-- Opening Marker --

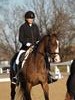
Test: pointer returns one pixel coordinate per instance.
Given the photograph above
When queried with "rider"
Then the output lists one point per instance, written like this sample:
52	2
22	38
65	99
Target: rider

-- Closing Marker --

Work item -
The records above must be returned exactly, with each picture omitted.

Exercise response -
Test: pointer returns one pixel coordinate per instance.
Given the photograph above
When queried with "rider"
Then the output lists one point per instance, written like this sample:
52	2
22	38
65	99
Target: rider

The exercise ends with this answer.